• [What to work on]: Everything from the line holding "Pick out each instance of the door" through the final line of the entries below is to be duplicated exactly, and nothing outside that span.

• [Data for the task]:
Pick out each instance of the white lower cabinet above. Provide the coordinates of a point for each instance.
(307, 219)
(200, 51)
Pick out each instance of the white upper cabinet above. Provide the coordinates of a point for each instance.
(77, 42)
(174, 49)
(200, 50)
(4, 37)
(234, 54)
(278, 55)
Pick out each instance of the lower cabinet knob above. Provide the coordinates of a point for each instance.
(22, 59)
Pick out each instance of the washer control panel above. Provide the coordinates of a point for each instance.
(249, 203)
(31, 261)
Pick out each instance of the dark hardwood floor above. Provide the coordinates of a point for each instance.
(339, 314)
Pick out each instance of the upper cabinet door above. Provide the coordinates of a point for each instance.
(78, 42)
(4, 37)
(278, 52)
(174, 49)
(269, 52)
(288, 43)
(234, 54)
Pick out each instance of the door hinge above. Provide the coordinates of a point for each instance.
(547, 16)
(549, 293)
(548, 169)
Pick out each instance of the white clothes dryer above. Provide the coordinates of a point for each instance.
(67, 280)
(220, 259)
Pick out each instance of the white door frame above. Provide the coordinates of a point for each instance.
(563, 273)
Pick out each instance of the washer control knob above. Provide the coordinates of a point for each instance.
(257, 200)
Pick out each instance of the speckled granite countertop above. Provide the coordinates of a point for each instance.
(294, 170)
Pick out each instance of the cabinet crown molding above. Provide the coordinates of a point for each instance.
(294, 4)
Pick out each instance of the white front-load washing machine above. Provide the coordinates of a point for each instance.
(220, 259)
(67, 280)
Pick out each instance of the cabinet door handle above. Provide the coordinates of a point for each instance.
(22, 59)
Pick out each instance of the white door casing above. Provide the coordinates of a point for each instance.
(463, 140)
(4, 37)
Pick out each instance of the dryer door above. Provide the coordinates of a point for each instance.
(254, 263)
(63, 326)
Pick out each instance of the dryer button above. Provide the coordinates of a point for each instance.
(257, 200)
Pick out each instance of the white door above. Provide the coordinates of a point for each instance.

• [Reply]:
Pick out each instance of the door hinge above. Provide the coordinates of a point for each instance.
(547, 16)
(549, 293)
(548, 169)
Pick out each instance of the white clothes dryer above. Provide the coordinates of a point for each instance.
(67, 280)
(220, 259)
Pick out each instance of the white door frame above. Provide the coordinates of a point for each instance.
(563, 273)
Pick out each instance of the washer control knob above. Provide the coordinates of a point for each instance.
(257, 200)
Pick out each instance of the speckled granite countertop above. Provide the coordinates of a point for each instance.
(294, 170)
Pick out each instance of the cabinet crown molding above. Provide the coordinates of a point for each instance.
(294, 4)
Pick out each instance of the white front-load washing machine above. Provide the coordinates of a point for each instance.
(220, 259)
(67, 280)
Pick out each instance of the cabinet door handle above. Provide the coordinates of a point for each instance.
(22, 59)
Pick out each instance of the white door casing above. Provide the coordinates of a point for each instance.
(463, 140)
(4, 37)
Pick out each instance of the dryer door above. Provide the coordinates of a point for each instance.
(254, 263)
(63, 326)
Pick out each instance of the dryer button above. Provide the coordinates of a point for each instance.
(257, 200)
Pick out each instance of the white door above. Provide the coordinates of a point for each instance.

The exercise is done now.